- Stored data entries

────────────────────────────────────────

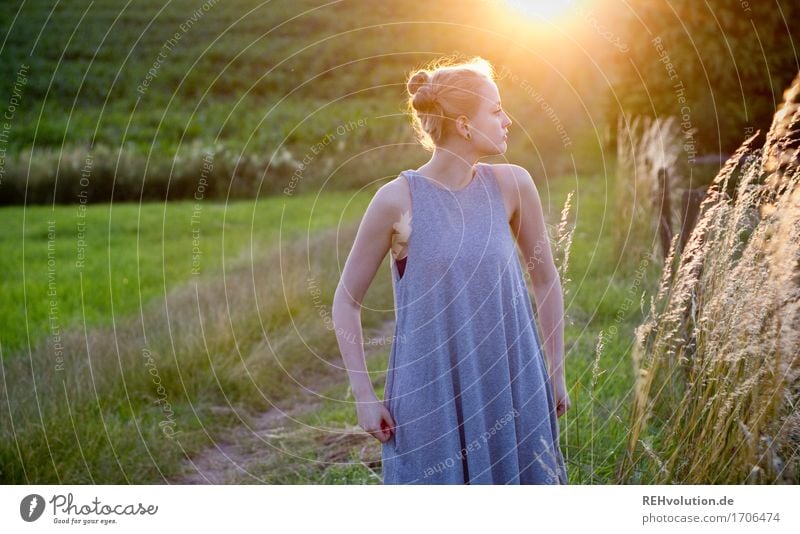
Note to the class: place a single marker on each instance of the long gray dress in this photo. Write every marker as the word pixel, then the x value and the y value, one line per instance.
pixel 467 385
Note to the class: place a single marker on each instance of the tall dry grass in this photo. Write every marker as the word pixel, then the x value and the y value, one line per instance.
pixel 717 360
pixel 644 146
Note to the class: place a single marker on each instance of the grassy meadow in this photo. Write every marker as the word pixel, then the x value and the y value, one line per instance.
pixel 66 267
pixel 180 186
pixel 228 345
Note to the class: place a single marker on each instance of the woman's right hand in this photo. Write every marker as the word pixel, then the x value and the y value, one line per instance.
pixel 375 419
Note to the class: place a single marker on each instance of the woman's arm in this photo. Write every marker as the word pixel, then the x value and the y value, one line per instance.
pixel 373 240
pixel 530 231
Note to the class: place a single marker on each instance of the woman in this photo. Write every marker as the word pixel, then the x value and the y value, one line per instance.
pixel 468 397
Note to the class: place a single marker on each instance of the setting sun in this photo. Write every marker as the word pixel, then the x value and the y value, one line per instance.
pixel 542 10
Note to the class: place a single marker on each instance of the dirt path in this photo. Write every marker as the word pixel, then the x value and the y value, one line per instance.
pixel 280 448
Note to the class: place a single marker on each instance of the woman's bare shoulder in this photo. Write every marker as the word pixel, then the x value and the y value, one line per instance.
pixel 396 194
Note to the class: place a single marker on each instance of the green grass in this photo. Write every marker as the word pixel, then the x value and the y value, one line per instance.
pixel 245 340
pixel 132 254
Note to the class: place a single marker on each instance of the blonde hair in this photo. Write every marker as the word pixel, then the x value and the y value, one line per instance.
pixel 443 90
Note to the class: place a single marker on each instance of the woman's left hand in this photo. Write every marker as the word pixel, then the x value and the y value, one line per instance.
pixel 563 402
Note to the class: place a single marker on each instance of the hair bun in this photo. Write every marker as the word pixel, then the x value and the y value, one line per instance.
pixel 417 81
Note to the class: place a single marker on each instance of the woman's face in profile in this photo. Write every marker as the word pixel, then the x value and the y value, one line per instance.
pixel 489 125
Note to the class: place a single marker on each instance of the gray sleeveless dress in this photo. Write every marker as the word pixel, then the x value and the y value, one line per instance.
pixel 467 385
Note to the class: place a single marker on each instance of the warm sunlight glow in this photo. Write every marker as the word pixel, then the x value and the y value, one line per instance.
pixel 542 10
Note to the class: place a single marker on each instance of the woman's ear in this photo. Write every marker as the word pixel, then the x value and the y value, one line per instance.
pixel 462 126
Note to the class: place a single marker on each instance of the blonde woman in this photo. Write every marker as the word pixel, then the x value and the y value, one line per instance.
pixel 469 398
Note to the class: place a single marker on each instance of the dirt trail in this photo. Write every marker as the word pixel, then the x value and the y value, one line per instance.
pixel 271 450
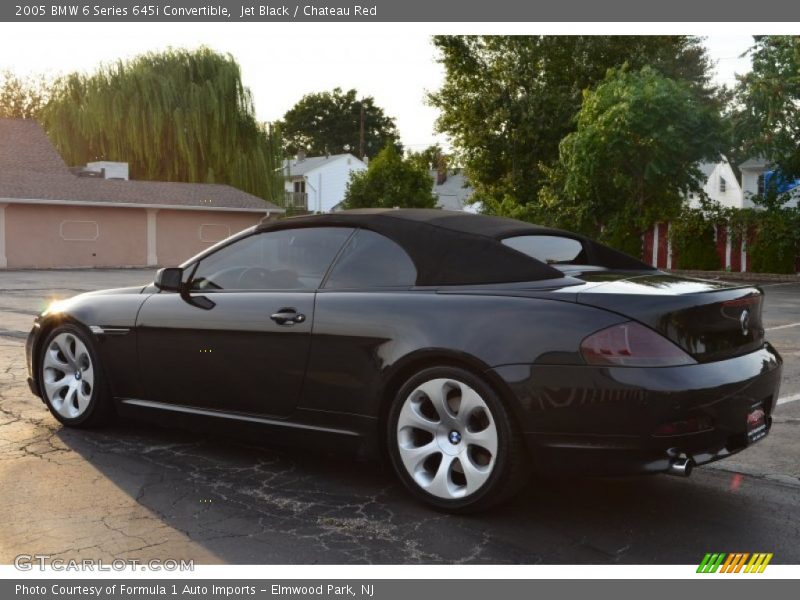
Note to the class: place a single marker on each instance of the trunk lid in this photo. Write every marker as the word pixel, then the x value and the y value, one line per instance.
pixel 710 320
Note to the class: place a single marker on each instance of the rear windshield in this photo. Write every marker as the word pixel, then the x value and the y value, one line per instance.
pixel 550 249
pixel 561 251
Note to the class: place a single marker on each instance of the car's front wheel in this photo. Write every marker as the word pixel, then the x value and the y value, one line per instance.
pixel 71 378
pixel 452 442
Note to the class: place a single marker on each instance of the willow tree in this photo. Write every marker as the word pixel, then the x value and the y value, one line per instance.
pixel 174 116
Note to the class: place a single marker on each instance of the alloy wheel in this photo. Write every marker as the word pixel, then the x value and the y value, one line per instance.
pixel 447 438
pixel 68 375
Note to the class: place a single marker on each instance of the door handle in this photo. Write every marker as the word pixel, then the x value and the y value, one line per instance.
pixel 287 316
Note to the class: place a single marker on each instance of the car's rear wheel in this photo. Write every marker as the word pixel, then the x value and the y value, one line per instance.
pixel 452 442
pixel 72 378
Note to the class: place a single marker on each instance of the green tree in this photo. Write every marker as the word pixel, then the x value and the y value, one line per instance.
pixel 632 158
pixel 767 119
pixel 330 123
pixel 22 98
pixel 507 101
pixel 390 181
pixel 174 116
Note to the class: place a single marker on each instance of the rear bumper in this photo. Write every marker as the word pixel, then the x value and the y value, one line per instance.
pixel 603 420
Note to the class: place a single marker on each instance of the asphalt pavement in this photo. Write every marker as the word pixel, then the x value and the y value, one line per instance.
pixel 143 491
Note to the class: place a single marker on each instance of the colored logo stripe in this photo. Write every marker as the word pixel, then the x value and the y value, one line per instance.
pixel 734 562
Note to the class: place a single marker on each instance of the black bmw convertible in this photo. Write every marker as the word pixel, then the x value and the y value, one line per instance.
pixel 471 350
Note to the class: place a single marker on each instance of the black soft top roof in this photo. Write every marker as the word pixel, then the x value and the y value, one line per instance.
pixel 459 248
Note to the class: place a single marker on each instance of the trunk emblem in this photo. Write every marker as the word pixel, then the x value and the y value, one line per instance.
pixel 744 320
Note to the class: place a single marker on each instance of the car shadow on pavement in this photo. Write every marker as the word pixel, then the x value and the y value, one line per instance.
pixel 252 504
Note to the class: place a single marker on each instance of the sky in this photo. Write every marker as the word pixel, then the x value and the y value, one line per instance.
pixel 394 63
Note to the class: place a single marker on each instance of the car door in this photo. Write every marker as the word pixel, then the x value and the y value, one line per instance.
pixel 238 339
pixel 360 322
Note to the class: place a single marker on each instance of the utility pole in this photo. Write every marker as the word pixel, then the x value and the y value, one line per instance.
pixel 361 134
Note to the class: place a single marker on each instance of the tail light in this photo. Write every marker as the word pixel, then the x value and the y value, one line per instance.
pixel 632 345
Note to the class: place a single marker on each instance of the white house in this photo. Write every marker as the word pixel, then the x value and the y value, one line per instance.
pixel 318 183
pixel 720 184
pixel 754 171
pixel 451 189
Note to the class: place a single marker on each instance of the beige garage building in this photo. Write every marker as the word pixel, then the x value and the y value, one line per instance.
pixel 52 216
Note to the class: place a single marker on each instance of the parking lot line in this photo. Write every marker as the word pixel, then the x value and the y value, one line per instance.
pixel 787 399
pixel 782 327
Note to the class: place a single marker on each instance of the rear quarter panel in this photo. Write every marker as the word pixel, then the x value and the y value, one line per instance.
pixel 362 339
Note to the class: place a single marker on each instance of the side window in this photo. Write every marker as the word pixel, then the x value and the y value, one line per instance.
pixel 371 260
pixel 289 259
pixel 550 249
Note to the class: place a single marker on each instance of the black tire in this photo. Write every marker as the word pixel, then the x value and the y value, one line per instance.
pixel 510 471
pixel 99 409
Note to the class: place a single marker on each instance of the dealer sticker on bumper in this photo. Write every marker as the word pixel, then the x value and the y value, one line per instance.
pixel 756 423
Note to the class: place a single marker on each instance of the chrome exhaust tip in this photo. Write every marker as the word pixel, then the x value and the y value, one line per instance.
pixel 681 467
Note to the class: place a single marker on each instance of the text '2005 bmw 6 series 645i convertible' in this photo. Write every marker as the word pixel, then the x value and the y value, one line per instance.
pixel 471 350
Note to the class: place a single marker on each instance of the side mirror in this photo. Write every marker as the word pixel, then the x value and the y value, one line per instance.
pixel 169 279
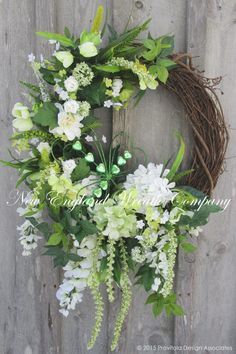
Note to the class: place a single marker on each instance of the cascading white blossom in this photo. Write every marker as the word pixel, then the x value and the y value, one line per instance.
pixel 70 292
pixel 152 185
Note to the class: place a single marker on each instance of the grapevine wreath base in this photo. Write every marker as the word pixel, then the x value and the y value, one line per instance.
pixel 106 221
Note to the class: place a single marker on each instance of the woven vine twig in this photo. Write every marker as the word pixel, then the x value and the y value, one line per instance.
pixel 205 115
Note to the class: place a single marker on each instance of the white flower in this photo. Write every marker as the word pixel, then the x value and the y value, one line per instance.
pixel 152 185
pixel 156 284
pixel 71 84
pixel 22 120
pixel 116 87
pixel 68 124
pixel 68 167
pixel 28 237
pixel 140 224
pixel 89 138
pixel 88 49
pixel 104 139
pixel 108 103
pixel 195 231
pixel 71 106
pixel 57 47
pixel 63 95
pixel 31 57
pixel 165 217
pixel 43 146
pixel 65 57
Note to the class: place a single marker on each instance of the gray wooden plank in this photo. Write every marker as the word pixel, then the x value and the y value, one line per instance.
pixel 206 280
pixel 151 126
pixel 29 320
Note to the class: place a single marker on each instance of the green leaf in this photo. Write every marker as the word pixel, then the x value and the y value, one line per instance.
pixel 149 43
pixel 30 86
pixel 151 298
pixel 81 171
pixel 54 239
pixel 46 115
pixel 86 229
pixel 178 159
pixel 177 310
pixel 125 38
pixel 65 41
pixel 157 308
pixel 90 123
pixel 97 22
pixel 67 32
pixel 188 247
pixel 162 73
pixel 167 63
pixel 108 68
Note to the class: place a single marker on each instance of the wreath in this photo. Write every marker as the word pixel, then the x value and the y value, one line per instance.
pixel 106 221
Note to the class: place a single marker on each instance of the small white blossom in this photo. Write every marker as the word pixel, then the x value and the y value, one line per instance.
pixel 89 138
pixel 140 224
pixel 108 103
pixel 71 106
pixel 68 167
pixel 104 139
pixel 71 84
pixel 43 146
pixel 68 124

────────────────────────────────────────

Give back exactly the lines from the line containing "of the small" to the end of the entries, and no other lines.

Note to the class: place a single marker on each instance of the small white blossom in this photo. Write every marker as the word pixel, then the x value and the y value, one line per instance.
pixel 89 138
pixel 140 224
pixel 108 103
pixel 71 106
pixel 68 167
pixel 104 139
pixel 71 84
pixel 43 146
pixel 68 124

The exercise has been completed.